Over the past few weeks, I have been getting a version of the same question.
"Bjorn, should I buy this stock?" "What about that one? It all sounds so good!!" "I bought a little, is that enough?"
I think it’s also because of how we’ve seen AI and semiconductor stocks running. New names keep surfacing, and suddenly everything sounds like the next best thing.
It has gotten me thinking about something I believe most investors get wrong, and it is not the stocks they pick.
It is how they think about building a portfolio in the first place.
When it comes to building a portfolio, there are essentially two approaches.
The first is diversification - spreading your money across many different stocks to reduce the risk that any single position hurts you badly.
The second is concentration - going deeper on fewer names, betting with more conviction on the businesses you understand best.
Neither is wrong on its own. Both can work. But both can also go badly wrong when applied without self-awareness.
And right now, with so many exciting names in the market, most investors are drifting toward one extreme without even realizing it.
The Buffet Trap

Everyone loves a good buffet right?
The spread looks incredible. Everything seems worth trying. So you pile a little of this, a little of that, working your way down the line. By the time you reach your table, the plate is overflowing.
You are trying so many things that you barely taste any of it. You take one small bite of something, and before you have even figured out whether you like it, you have already moved on to the next dish.
By the time you finish the meal, you cannot even remember what the first few things tasted like. Or worse, you don’t even finish everything.
That is what a portfolio of thirty stocks looks like. A little position here, a little there, moving so fast between names that you never really understand what you own. One piece of news drops and you do not know whether to hold or sell, because you never knew the business well enough in the first place.

——

» **PARTS OF THE EXERCISE**
A - Answer these questions from the passage on building a portfolio, one line each:
(i) Which kinds of stocks does the writer say have been running?
(ii) What are the two approaches to building a portfolio that the passage names?
(iii) How many stocks are in the portfolio the writer compares to an overflowing buffet plate?
B - Carry the passage on building a portfolio forward, starting right after its final sentence.

» **SUPPLIED DATA**

——

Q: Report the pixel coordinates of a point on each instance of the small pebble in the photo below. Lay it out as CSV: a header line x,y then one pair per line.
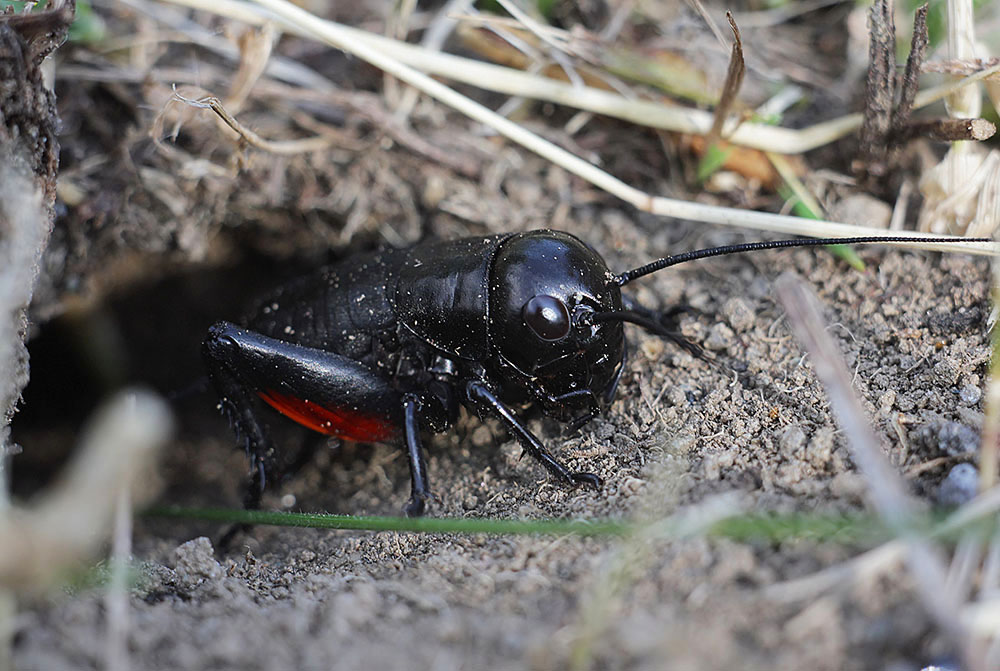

——

» **ANSWERS FOR THE TASKS**
A -
(i) AI and semiconductor stocks.
(ii) Diversification and concentration.
(iii) Thirty.

B -
Or worst.. you forgot that you even had that position!
The One-Dish Trap
If the buffet trap is grabbing a little bit of everything, the one-dish trap is loading your entire plate with less than a handful of items (or worst, just one).
You are so convicted about it that you ignore the whole spread in front of you.
Imagine you went in with high conviction. One business, big allocation. The logic felt sound - if you believe in it, why not back it with real size right?
But if you were highly concentrated going into the 2022 bear market, every red day hits differently. Your conviction gets tested in ways you are simply not prepared for until you have lived through it. You start second-guessing your thesis. You start wondering if the whole framework was wrong.
And that emotional pressure is often what leads people to sell at exactly the wrong moment.
Too concentrated in the wrong companies, with the wrong market conditions, and you do not just lose money. You lose clarity.

If this feels familiar, I created a short Investor Clarity Check for readers who want to understand what’s really holding their investing back.
It’ll help you to reflect on where you are, what you’re trying to build, and where you might need more clarity.
Your Risk Profile Is Yours Alone
So should you be more diversified or concentrated? What is the right number of stocks for you?
Here is the honest answer: I am not going to give you a number, because the right number is different for every single person. What matters is understanding the factors that shape your own risk profile.
Age plays a big role. Younger investors have time on their side, which means they can absorb more volatility and recover from mistakes. As you get older and closer to needing your capital, preserving what you have built starts to matter more than chasing growth.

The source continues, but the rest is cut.